Dataset excerpt:
* * *

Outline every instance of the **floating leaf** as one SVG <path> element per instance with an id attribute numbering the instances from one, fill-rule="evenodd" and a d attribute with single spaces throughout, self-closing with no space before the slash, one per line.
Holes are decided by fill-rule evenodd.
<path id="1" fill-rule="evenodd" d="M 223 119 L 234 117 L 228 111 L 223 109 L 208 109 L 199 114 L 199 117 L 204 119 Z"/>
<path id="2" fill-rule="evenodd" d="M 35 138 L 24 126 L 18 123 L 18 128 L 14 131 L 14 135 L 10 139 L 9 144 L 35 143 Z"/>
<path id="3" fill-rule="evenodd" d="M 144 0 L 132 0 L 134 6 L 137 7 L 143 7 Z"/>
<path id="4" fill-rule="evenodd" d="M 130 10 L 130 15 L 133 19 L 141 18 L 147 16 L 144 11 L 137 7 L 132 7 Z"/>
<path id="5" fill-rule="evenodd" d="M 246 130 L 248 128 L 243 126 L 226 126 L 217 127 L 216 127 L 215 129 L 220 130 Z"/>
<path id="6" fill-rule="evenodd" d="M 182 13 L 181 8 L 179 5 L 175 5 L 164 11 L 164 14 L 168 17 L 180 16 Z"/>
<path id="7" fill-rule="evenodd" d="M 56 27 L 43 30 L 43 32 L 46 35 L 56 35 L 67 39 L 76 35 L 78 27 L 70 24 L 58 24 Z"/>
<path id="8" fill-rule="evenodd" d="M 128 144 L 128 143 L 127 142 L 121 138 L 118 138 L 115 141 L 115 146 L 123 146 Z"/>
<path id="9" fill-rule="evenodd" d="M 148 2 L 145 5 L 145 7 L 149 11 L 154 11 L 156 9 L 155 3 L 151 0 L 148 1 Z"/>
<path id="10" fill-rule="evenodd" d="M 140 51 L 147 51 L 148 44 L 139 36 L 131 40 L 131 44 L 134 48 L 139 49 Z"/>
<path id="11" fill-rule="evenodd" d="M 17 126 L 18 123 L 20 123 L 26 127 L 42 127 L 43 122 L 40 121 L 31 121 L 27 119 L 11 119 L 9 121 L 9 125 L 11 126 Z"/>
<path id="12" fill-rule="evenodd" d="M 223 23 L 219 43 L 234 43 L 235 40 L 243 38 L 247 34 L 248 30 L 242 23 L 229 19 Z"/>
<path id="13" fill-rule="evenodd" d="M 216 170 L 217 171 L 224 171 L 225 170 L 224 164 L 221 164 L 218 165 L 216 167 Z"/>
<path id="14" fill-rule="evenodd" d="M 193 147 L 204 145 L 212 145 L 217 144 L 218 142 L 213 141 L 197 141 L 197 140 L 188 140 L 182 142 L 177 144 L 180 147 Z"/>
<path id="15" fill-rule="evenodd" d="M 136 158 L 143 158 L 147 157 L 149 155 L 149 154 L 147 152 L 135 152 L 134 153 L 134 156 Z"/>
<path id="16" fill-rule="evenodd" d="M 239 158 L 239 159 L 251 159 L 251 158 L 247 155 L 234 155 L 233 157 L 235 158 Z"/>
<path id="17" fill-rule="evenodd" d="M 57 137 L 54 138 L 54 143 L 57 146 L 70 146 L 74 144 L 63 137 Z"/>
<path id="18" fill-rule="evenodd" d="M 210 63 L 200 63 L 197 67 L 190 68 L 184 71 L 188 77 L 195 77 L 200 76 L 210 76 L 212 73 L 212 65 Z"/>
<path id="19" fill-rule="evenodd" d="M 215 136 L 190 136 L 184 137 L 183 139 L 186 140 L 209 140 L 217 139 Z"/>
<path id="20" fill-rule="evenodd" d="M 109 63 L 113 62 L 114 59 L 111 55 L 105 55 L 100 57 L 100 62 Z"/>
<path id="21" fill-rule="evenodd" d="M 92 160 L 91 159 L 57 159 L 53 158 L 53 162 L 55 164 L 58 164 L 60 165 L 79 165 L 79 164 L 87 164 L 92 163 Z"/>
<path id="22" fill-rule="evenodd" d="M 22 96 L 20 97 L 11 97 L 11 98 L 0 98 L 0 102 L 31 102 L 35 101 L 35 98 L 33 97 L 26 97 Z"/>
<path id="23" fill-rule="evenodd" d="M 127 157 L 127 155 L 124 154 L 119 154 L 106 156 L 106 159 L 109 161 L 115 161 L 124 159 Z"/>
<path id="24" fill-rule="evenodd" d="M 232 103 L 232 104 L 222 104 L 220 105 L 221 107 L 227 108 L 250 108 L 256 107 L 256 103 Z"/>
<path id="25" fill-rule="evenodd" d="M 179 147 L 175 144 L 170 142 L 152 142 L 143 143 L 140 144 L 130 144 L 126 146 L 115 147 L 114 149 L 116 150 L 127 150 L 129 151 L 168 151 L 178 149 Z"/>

* * *

GOAL -> Format everything from the start of the items down to and including the line that contains "223 119 L 234" as a JSON list of strings, with one string per line and no blank lines.

THE SOLUTION ->
[
  "Outline every instance of the **floating leaf** as one SVG <path> element per instance with an id attribute numbering the instances from one, fill-rule=\"evenodd\" and a d attribute with single spaces throughout, self-closing with no space before the slash, one per line.",
  "Holes are decided by fill-rule evenodd.",
  "<path id=\"1\" fill-rule=\"evenodd\" d=\"M 223 119 L 234 117 L 228 111 L 223 109 L 208 109 L 199 114 L 199 117 L 204 119 Z\"/>"
]